> _Excerpted text_
Book: The Wired Soul by Tricia McCary Rhodes
Size: 224 pages
Publisher: NavPress (July 1, 2016)
My Rating: ****
Category: Non-Fiction, Christian living
Summary: Technology brings change in our personal lives. Is that a good thing or a bad thing? In The Wired Soul, Tricia McCary Rhodes challenges us to not just mindlessly be chained to technology but to use it for our benefit.
She divides The Wired Soul into four categories: Lectio: to read, Meditatio: to meditate, Oratio: to pray, and Contemplatio: to contemplate. She shares how we can grow in a deep, satisfying relationship with Christ. .
My Review: My first thought when I opened this book was, “Oh no, another book on the evils of technology.” It took me a few chapters to put my defenses down and hear Dr. Rhodes heart. By the end I was convicted to evaluate my own life and make sure the I am making the choices for my time, focus and energy and technology isn’t making them for me.
What I liked Dr. Rhodes knows her stuff. I love the tremendous amount of research she put into the book. She broke down complicated subjects like processes of the brain into bit size pieces I could understand. More than once I referred to the pages and pages of notes she references in the back of the book. I even picked a few new books she referenced that I want to read.
She provides practical ways to apply the material at the end of each chapter. I love this! Just reading something once often brings no lasting change in your life. I found a few new ideas to quiet my mind and focus effectively.

> _Work to do_
Copy the book review word for word between "My Rating: ****" and "for our benefit.", inclusive.

> _Record set_
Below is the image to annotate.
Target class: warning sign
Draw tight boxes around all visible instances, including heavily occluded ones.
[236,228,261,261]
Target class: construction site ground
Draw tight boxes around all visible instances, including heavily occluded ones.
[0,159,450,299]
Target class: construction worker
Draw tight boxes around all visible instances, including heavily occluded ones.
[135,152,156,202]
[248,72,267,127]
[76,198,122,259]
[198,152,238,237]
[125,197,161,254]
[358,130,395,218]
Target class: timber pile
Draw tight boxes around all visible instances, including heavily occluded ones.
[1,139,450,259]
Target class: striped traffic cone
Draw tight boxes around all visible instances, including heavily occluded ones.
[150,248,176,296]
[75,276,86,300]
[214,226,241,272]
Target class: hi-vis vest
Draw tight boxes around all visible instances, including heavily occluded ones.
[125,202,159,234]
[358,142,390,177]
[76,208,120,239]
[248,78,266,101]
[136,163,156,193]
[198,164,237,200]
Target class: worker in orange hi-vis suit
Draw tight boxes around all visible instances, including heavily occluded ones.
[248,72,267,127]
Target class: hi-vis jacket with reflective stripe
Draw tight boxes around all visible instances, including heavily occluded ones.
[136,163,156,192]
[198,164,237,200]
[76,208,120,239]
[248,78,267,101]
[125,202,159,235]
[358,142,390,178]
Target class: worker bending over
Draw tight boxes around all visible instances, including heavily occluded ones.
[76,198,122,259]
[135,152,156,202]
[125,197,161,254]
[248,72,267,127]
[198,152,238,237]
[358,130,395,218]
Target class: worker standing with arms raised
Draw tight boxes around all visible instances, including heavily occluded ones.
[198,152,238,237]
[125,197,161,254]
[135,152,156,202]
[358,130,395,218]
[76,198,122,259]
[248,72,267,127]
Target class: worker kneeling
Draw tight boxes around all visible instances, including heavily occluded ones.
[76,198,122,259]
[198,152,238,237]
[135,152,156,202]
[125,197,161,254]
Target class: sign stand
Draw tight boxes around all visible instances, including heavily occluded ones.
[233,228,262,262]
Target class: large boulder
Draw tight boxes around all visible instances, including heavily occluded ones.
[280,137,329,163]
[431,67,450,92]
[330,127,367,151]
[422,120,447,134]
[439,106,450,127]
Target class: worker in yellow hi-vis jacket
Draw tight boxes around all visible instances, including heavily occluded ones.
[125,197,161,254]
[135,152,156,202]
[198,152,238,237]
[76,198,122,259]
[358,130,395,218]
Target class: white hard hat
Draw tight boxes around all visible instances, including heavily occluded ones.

> _Complete output_
My Rating: ****
Category: Non-Fiction, Christian living
Summary: Technology brings change in our personal lives. Is that a good thing or a bad thing? In The Wired Soul, Tricia McCary Rhodes challenges us to not just mindlessly be chained to technology but to use it for our benefit.